▸ **WHAT YOU NEED TO DO**:
Your task is to output the data exactly as it stands.

▸ **EXTRACTED ENTRIES**:
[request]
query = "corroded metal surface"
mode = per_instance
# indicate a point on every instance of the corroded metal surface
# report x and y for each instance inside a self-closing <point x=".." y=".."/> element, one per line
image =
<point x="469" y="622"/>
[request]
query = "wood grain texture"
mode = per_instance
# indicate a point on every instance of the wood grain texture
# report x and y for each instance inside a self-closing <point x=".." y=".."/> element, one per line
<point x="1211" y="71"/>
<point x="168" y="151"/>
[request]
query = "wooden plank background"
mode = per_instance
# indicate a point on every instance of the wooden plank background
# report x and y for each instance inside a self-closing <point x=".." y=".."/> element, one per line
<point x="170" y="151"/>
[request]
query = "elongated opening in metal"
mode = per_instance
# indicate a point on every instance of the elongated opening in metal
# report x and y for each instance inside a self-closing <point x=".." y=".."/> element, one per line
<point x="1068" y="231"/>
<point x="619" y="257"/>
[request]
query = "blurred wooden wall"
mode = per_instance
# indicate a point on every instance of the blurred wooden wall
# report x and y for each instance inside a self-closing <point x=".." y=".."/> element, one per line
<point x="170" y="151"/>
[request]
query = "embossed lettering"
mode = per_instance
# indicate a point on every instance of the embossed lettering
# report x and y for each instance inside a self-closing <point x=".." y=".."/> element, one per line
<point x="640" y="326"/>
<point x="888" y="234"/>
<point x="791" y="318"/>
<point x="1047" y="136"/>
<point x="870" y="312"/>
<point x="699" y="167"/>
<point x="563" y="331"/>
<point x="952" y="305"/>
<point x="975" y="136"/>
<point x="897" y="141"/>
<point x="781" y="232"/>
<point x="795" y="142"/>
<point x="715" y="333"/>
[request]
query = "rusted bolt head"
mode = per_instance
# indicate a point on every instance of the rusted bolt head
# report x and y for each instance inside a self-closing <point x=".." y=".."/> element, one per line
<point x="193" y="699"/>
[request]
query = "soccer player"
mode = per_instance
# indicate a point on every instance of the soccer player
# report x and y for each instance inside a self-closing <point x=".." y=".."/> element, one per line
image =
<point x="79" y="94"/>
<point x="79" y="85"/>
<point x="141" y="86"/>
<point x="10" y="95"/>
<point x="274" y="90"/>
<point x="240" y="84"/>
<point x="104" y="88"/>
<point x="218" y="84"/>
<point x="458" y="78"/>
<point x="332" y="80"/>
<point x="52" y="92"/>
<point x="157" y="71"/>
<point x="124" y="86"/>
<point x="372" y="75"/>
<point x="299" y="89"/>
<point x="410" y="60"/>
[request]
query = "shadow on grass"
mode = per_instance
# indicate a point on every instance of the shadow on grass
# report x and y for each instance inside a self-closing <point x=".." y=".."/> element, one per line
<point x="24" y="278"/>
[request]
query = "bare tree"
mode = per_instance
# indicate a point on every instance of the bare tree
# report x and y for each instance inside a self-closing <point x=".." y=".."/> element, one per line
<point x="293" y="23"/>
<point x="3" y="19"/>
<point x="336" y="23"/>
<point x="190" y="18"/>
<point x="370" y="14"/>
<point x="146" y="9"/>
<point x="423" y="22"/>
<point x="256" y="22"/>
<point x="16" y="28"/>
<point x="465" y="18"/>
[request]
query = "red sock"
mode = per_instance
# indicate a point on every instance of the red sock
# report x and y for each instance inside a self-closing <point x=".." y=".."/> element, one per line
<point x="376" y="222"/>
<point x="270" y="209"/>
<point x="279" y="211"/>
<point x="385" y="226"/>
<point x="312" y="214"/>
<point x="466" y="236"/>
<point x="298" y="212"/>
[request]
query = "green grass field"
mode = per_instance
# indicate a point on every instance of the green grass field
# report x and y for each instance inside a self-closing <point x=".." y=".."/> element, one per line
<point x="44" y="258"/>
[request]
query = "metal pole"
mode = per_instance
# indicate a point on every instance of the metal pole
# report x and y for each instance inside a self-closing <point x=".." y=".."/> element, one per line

▸ **FULL SOLUTION**:
[request]
query = "corroded metal surface"
mode = per_instance
# indicate a point on every instance of the corroded metal surface
# report x and y for each instance inside a self-closing <point x=".." y=".."/> element, one per line
image =
<point x="469" y="622"/>
[request]
query = "wood grain texture"
mode = per_instance
# indicate a point on every instance of the wood grain texture
# report x and y for each instance inside a self-closing <point x=".." y=".."/> element, one per line
<point x="1211" y="71"/>
<point x="168" y="151"/>
[request]
query = "wooden plank background"
mode = per_instance
# indicate a point on every instance of the wooden plank background
# report x and y for each instance inside a self-closing <point x=".." y=".."/> element, one per line
<point x="170" y="151"/>
[request]
query = "elongated opening in metal"
mode = per_instance
# indicate a point on every instance of the elongated opening in metal
# report x and y for each instance inside a self-closing <point x=".." y=".."/> element, one per line
<point x="1068" y="231"/>
<point x="619" y="257"/>
[request]
query = "blurred wooden wall"
mode = per_instance
# indicate a point on every instance of the blurred wooden wall
# report x and y for each instance inside a self-closing <point x=".." y=".."/> element, one per line
<point x="170" y="151"/>
[request]
query = "embossed lettering"
mode = per_instance
# indicate a point on every instance of the embossed lettering
# report x and y for each instance inside a self-closing <point x=".." y=".."/> element, one per line
<point x="640" y="326"/>
<point x="888" y="234"/>
<point x="791" y="318"/>
<point x="1047" y="136"/>
<point x="870" y="312"/>
<point x="699" y="167"/>
<point x="563" y="331"/>
<point x="952" y="305"/>
<point x="975" y="136"/>
<point x="897" y="141"/>
<point x="781" y="232"/>
<point x="795" y="142"/>
<point x="715" y="333"/>
[request]
query = "rusted bolt head"
mode = per_instance
# indicate a point on every instance of the rusted bolt head
# report x and y for each instance inside a self-closing <point x=".." y=".."/> element, one per line
<point x="193" y="699"/>
[request]
query = "soccer player"
mode = per_instance
# indicate a point on every instance of the soccer player
# report x and y for each instance inside a self-closing <point x=".." y=".."/> element, one per line
image =
<point x="79" y="94"/>
<point x="79" y="85"/>
<point x="141" y="86"/>
<point x="10" y="95"/>
<point x="274" y="90"/>
<point x="240" y="84"/>
<point x="104" y="88"/>
<point x="218" y="84"/>
<point x="458" y="78"/>
<point x="332" y="80"/>
<point x="52" y="92"/>
<point x="157" y="71"/>
<point x="124" y="86"/>
<point x="372" y="75"/>
<point x="299" y="89"/>
<point x="410" y="60"/>
[request]
query = "shadow on grass"
mode = per_instance
# indicate a point on every instance of the shadow on grass
# report x and y for each instance inside a self-closing <point x=".." y=".."/> element, one per line
<point x="24" y="278"/>
[request]
query = "bare tree"
mode = per_instance
# indicate a point on every instance of the bare tree
# report x and y for each instance inside a self-closing <point x=".." y=".."/> element, one per line
<point x="293" y="23"/>
<point x="3" y="19"/>
<point x="336" y="23"/>
<point x="190" y="18"/>
<point x="370" y="14"/>
<point x="146" y="9"/>
<point x="423" y="22"/>
<point x="256" y="22"/>
<point x="16" y="28"/>
<point x="465" y="18"/>
[request]
query = "red sock"
mode = per_instance
# indicate a point on every instance of the red sock
# report x and y for each instance inside a self-closing <point x=".." y=".."/> element, one per line
<point x="376" y="222"/>
<point x="270" y="209"/>
<point x="279" y="211"/>
<point x="385" y="226"/>
<point x="312" y="214"/>
<point x="466" y="236"/>
<point x="298" y="212"/>
[request]
query = "green grass field"
mode = per_instance
# indicate a point on every instance of the green grass field
# report x and y for each instance inside a self-closing <point x=".." y=".."/> element, one per line
<point x="44" y="258"/>
[request]
query = "metal pole"
mode = per_instance
# indicate a point on every instance of the metal pole
# report x and y for each instance inside a self-closing <point x=".." y=".."/> element, one per line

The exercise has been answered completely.